=== SELECTED PASSAGE ===
------

Sep. 1, 1997 Story by Rosemary Hope
KANSAS CITY, Kan. - Men who donate blood may reduce their risk of heart disease by up to 30 percent, according to a study led by David Meyers, M.D., professor of internal medicine and preventive medicine at the University of Kansas Medical Center.
The study, "Possible association of a reduction in vascular events with blood donation," is published in the August issue of the journal Heart.
The study supports the "iron hypothesis" which suggests that women are protected from atherosclerosis, or hardening of the arteries, because they have lower body stores of iron than men. Through menstrual blood loss, women have one-half the iron stores and suffer about one-half the heart attacks and deaths from heart disease as men of similar age.
"What this means for men is - if you donate blood, in a sense you can become a virtual woman and protect yourself from heart disease," said Meyers. "We have identified another reason for blood donation, beyond altruism, for men."

------

[Data excerpts]
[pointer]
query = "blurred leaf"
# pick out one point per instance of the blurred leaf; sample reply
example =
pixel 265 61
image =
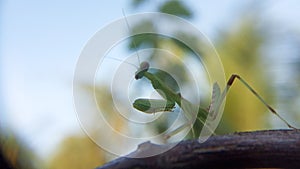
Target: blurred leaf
pixel 77 152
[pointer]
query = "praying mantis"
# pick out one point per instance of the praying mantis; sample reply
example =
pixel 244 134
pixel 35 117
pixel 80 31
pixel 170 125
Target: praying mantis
pixel 168 89
pixel 172 96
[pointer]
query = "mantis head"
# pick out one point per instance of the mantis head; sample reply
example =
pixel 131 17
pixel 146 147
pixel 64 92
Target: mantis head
pixel 144 66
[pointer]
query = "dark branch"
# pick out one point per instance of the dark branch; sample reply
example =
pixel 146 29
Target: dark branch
pixel 274 148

------

=== TASK A ===
Reproduce the portion of the blood donation article that opens with the words "Sep. 1, 1997" and ends after "of similar age.".
=== TASK B ===
Extend the article on blood donation and heart disease risk past its final sentence.

=== OUTPUT A ===
Sep. 1, 1997 Story by Rosemary Hope
KANSAS CITY, Kan. - Men who donate blood may reduce their risk of heart disease by up to 30 percent, according to a study led by David Meyers, M.D., professor of internal medicine and preventive medicine at the University of Kansas Medical Center.
The study, "Possible association of a reduction in vascular events with blood donation," is published in the August issue of the journal Heart.
The study supports the "iron hypothesis" which suggests that women are protected from atherosclerosis, or hardening of the arteries, because they have lower body stores of iron than men. Through menstrual blood loss, women have one-half the iron stores and suffer about one-half the heart attacks and deaths from heart disease as men of similar age.

=== OUTPUT B ===
Subjects for the study were men and women, aged 40 or older, with no history of heart disease. They were drawn from the Nebraska Diet Heart Study, a 1985-1987 population-density-based and demographically representative study. The subjects were recontacted from 1992 to 1993 and surveyed about 39 items that included demographics, occurrences of heart disease or procedures, diet, cholesterol levels, smoking and blood donation.
Of the 3,855 in the study, 655 reported donating at least one unit of whole blood in the preceding 10 years. Of the donor group, 9.77 percent reported "vascular events," defined as heart attack, stroke, angioplasty, bypass surgery and nitroglycerin use, compared to 17.72 percent of the non-donors.
When the study group was divided into males and females, the benefit of blood donation was apparent only in the men. The benefit was negated in men by cigarette smoking. There was a much smaller benefit in reduced heart disease risk for women who donated blood.
The observed reduction in vascular events can be explained in two ways, said Meyers. "Either iron depletion through blood donation truly affects atherosclerosis, or on the other hand, mainly healthy people who are at low risk of heart disease are blood donors."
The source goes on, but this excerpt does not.